The Tallahassee Police Department did not immediately respond to our request for comment.

However, TPD Chief Michael DeLeo told the Tallahassee Democrat newspaper in March 2014 that he had ordered a full review of all incidents involving stingrays.

“My first concern as the new chief is what are we doing right now, are we doing it properly, do we need to change how we are doing it,” the paper quoted him as saying.

An initial inquiry of the cases from 2013, he noted, showed that warrants were obtained in 90 percent of the cases; the remainder involved emergency cases.

“What I’m seeing right now is the same process that is applied to any other search by the police department is being followed,” he said.

Still, the main issue that the ACLU has with this technology, as is the case with similar new digital surveillance tools, is that they might function more like "general warrants" than specific searches.

“That is a major concern that we have with this technology,” Wessler added. “We’ve tried to advance two general legal arguments about why the Fourth Amendment has something to say about stingrays: there’s an unsettled question as to whether use of these devices is like a general warrant, in that it could never be used. If there's no way to use a stingray without sweeping up hundreds or thousands of other phones, than maybe it’s not a reasonable search. At the very least, police need to go to a judge to demonstrate probable cause and get a warrant, and the judge needs to provide privacy guidelines.”

> **DATA EXCERPTS**:

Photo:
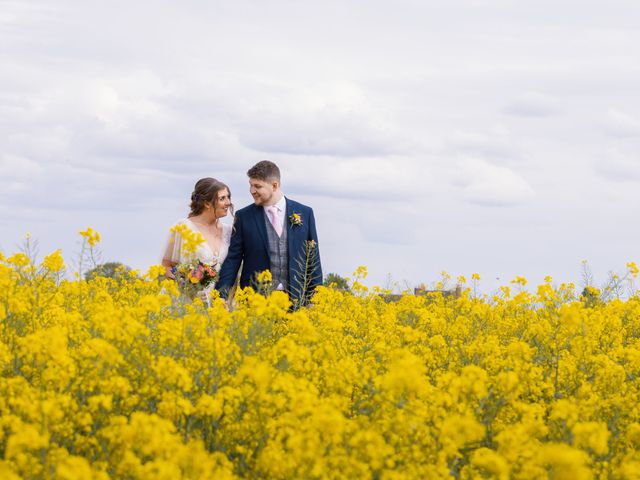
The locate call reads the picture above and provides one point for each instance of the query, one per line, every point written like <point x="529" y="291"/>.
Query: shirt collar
<point x="281" y="205"/>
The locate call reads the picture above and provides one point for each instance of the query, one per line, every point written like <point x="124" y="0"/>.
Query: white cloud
<point x="619" y="165"/>
<point x="621" y="124"/>
<point x="489" y="185"/>
<point x="532" y="104"/>
<point x="368" y="107"/>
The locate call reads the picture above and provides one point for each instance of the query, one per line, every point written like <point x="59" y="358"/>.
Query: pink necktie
<point x="273" y="218"/>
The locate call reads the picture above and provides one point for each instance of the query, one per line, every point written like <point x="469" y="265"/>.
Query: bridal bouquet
<point x="194" y="277"/>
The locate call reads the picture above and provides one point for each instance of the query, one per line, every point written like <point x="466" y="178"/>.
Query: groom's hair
<point x="265" y="171"/>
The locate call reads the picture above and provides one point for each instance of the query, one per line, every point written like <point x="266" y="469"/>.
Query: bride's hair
<point x="206" y="190"/>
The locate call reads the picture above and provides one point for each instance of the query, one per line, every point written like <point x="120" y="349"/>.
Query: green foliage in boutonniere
<point x="295" y="220"/>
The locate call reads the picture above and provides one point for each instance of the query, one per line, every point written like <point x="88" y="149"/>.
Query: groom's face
<point x="262" y="191"/>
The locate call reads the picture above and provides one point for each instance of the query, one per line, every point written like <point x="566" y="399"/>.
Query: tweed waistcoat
<point x="278" y="255"/>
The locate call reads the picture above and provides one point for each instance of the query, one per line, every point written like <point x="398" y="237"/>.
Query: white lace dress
<point x="204" y="252"/>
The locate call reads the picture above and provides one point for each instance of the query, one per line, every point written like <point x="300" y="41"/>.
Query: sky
<point x="495" y="137"/>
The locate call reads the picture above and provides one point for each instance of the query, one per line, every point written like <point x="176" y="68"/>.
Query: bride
<point x="210" y="201"/>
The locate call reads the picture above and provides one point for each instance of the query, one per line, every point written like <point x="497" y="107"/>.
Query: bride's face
<point x="222" y="204"/>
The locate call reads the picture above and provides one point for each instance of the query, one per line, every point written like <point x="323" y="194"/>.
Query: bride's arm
<point x="171" y="255"/>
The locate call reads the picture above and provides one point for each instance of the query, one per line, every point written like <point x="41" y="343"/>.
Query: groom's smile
<point x="263" y="193"/>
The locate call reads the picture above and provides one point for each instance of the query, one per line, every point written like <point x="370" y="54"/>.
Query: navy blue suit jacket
<point x="250" y="247"/>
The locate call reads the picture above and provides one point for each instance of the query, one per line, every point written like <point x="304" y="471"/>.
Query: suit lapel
<point x="287" y="225"/>
<point x="258" y="216"/>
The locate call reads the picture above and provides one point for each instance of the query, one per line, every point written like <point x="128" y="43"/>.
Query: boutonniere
<point x="295" y="220"/>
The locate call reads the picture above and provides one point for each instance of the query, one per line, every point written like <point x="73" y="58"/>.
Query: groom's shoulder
<point x="298" y="206"/>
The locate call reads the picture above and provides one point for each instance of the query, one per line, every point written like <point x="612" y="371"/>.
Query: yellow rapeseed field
<point x="121" y="378"/>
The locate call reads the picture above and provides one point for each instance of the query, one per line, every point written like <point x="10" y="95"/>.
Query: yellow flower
<point x="91" y="236"/>
<point x="54" y="261"/>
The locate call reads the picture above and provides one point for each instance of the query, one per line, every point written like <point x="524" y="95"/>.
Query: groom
<point x="275" y="234"/>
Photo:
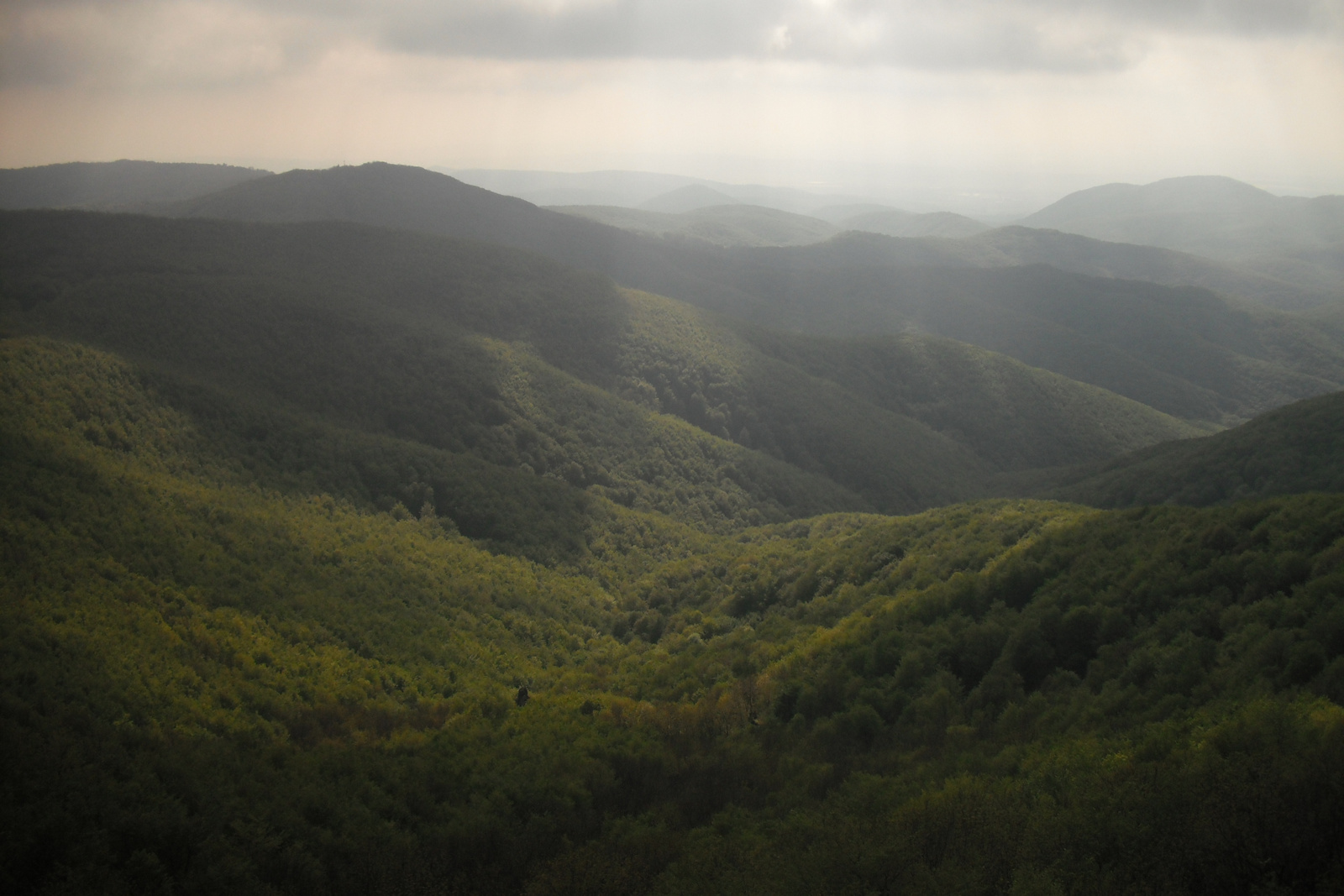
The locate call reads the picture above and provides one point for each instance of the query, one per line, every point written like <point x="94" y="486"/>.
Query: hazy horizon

> **SHORT TASK A**:
Reproduce word for word the stretch of the stingray article from "However, TPD Chief" through "involved emergency cases.".
> **SHORT TASK B**:
Carry on the stingray article from the point where it stops.

> **EXERCISE OUTPUT A**:
However, TPD Chief Michael DeLeo told the Tallahassee Democrat newspaper in March 2014 that he had ordered a full review of all incidents involving stingrays.

“My first concern as the new chief is what are we doing right now, are we doing it properly, do we need to change how we are doing it,” the paper quoted him as saying.

An initial inquiry of the cases from 2013, he noted, showed that warrants were obtained in 90 percent of the cases; the remainder involved emergency cases.

> **EXERCISE OUTPUT B**:
Legal experts not involved in the ACLU’s efforts were equally surprised as to the newly revealed information.

“The information that’s most interesting to me is the specific details of how the stingray was used in this case specifically (via two stingray devices, one mounted on a car and one handheld device) and the frequency by which Tallahassee police have used the device,” Hanni Fakhoury, a staff attorney at the Electronic Frontier Foundation, told Ars by e-mail.

“I’ve heard about stingrays attached to drones but seeing them on a typical police car (combined with being used 200 times) suggests the device is far more frequently used and deployed than we’ve known before. The other thing that’s interesting is that the way these devices are configured and physically used shows how invasive they are. They force the phone to use more battery, capture all the information in the area around it and then require police to go from door to door to capture signals. These aren’t simple innocuous devices but really aggressive and invasive ones.”